The bit line charging method is adapted for a memory string in a flash memory device. The bit line charging method includes: selecting a first word line to be a programmed word line, and selecting a first memory cell coupled to the first word line to be an inhibited cell; during a first time period, turning on a selection switch to coupled a local bit line of the memory string to a global bit line and pulls up voltages on the global bit line and the local bit line to a first voltage by a first power source; and during a second time period, turning off the selection switch, and pulling up a word line voltage on the first word line to pump up the voltage on the local bit line to a second voltage, wherein the first time period is before the second time period.

DESCRIPTION OF THE TASK >> Extract the full passage above on the bit line charging method, word for word.

Segmentation mask data:
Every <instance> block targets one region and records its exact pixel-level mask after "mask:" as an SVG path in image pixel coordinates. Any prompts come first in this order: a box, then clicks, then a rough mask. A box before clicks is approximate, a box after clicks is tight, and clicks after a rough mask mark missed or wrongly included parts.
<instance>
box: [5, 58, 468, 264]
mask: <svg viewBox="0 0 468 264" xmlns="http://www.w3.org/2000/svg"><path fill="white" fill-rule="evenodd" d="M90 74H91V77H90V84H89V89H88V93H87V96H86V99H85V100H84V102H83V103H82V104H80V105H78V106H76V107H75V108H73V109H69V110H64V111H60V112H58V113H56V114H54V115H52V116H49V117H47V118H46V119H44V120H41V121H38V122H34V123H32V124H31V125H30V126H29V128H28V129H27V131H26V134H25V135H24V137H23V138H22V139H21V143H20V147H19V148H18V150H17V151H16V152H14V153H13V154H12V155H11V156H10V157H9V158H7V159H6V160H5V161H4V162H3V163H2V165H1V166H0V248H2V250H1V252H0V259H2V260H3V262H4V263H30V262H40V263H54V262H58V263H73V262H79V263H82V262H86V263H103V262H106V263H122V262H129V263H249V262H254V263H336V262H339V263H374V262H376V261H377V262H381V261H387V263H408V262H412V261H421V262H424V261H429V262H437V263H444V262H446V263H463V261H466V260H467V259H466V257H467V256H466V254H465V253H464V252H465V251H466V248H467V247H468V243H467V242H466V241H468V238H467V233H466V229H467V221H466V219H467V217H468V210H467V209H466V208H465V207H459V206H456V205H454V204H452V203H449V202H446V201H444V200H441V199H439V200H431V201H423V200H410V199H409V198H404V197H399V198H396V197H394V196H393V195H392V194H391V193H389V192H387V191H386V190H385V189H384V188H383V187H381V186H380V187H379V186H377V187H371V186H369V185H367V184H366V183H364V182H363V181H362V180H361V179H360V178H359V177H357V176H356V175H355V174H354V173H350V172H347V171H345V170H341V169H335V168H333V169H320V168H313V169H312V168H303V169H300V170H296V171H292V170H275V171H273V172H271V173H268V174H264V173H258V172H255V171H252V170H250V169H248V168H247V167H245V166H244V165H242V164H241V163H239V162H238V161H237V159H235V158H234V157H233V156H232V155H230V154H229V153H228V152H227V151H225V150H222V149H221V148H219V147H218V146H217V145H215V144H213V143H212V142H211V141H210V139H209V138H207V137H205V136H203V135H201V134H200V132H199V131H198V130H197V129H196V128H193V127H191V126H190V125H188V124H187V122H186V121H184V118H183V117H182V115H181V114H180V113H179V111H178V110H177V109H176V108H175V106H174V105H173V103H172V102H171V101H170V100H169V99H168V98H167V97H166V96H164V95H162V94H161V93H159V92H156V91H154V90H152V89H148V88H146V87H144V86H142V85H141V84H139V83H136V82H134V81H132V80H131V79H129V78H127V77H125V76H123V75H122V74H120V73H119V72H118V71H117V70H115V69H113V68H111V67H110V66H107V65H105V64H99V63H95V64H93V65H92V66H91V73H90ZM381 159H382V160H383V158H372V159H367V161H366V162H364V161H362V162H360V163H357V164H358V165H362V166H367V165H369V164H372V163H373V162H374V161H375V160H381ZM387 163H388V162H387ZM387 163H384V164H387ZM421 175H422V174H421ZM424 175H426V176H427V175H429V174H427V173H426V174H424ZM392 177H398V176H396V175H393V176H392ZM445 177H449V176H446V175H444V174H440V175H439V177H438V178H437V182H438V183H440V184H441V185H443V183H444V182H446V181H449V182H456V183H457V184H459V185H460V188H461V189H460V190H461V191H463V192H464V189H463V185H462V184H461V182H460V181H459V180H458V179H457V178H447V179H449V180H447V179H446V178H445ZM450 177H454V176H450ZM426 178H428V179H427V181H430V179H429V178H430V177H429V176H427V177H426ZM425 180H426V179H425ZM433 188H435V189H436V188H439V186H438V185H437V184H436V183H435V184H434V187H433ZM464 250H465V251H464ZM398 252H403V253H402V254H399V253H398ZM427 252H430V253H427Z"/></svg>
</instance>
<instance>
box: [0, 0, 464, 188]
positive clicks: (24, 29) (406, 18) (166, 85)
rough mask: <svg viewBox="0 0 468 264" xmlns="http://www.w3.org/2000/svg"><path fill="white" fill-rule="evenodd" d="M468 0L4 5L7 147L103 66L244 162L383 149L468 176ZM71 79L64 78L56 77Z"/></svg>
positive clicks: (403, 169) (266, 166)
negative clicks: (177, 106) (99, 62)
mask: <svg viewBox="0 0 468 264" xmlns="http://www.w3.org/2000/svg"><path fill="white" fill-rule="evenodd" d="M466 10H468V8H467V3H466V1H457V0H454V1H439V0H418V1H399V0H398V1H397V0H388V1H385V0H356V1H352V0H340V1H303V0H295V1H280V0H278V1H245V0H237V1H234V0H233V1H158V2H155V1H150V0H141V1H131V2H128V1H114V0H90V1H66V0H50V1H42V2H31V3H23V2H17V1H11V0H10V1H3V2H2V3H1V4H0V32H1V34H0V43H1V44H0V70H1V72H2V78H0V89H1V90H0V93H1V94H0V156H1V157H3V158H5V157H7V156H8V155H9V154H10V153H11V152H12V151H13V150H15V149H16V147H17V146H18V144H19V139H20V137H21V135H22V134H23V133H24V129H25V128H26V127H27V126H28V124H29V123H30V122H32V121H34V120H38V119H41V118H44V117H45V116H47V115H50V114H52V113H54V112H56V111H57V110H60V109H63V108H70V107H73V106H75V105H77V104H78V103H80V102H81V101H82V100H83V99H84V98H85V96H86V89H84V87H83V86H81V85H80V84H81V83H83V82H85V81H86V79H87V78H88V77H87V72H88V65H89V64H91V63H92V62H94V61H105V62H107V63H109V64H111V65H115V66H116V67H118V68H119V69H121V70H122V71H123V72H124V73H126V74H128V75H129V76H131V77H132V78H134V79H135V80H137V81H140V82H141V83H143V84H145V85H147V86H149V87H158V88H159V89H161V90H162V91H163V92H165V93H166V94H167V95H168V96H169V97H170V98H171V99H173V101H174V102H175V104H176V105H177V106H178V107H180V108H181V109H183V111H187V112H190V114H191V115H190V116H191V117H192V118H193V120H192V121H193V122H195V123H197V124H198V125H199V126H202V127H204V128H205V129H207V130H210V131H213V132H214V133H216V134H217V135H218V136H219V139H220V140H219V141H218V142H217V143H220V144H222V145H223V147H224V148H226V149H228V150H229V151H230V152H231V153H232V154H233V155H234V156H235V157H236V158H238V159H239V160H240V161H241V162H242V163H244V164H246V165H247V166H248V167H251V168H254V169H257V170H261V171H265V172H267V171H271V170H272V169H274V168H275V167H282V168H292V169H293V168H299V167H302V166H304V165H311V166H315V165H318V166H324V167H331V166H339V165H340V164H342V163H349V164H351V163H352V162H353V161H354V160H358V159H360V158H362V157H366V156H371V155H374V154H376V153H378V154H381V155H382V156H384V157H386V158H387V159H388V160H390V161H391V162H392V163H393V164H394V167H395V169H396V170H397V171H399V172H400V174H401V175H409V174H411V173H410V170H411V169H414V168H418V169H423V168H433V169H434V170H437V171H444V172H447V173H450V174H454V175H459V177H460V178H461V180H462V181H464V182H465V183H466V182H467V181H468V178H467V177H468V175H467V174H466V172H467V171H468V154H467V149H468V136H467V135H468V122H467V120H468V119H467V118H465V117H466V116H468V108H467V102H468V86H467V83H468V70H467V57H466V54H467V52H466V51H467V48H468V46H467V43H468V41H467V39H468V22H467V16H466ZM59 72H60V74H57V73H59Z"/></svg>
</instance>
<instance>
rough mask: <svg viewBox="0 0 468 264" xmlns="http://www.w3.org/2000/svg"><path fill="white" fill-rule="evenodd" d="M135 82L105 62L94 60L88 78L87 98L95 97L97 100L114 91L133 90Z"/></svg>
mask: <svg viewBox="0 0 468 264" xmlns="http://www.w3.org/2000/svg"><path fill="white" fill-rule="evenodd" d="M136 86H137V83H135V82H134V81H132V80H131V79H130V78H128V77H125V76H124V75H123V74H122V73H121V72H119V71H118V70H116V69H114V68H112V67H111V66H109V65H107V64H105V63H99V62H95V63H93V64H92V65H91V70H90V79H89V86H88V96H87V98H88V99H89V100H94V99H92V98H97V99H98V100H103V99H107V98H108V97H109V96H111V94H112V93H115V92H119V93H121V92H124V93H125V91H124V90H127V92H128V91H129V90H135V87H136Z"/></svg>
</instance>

SOLUTION TO THE PROBLEM >>
The bit line charging method is adapted for a memory string in a flash memory device. The bit line charging method includes: selecting a first word line to be a programmed word line, and selecting a first memory cell coupled to the first word line to be an inhibited cell; during a first time period, turning on a selection switch to coupled a local bit line of the memory string to a global bit line and pulls up voltages on the global bit line and the local bit line to a first voltage by a first power source; and during a second time period, turning off the selection switch, and pulling up a word line voltage on the first word line to pump up the voltage on the local bit line to a second voltage, wherein the first time period is before the second time period.